Saved entries:
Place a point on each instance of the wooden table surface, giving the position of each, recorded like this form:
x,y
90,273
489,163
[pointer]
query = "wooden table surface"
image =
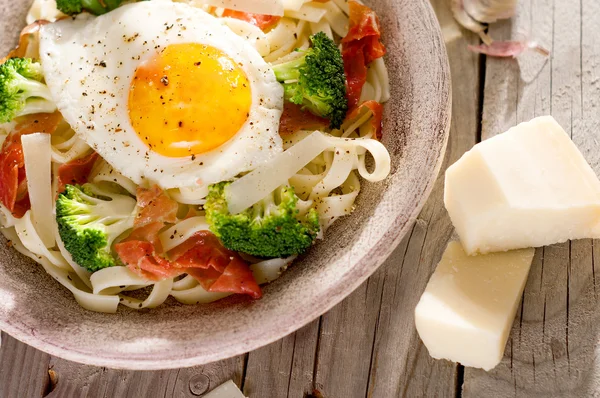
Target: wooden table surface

How to complete this task: Could the entries above be copied out exactly, with no pictures included?

Result:
Place a point on each instance of the wooden table surface, giving the position of each, recorded like this form:
x,y
90,273
489,163
[pointer]
query = "wooden table surface"
image =
Target: wooden table surface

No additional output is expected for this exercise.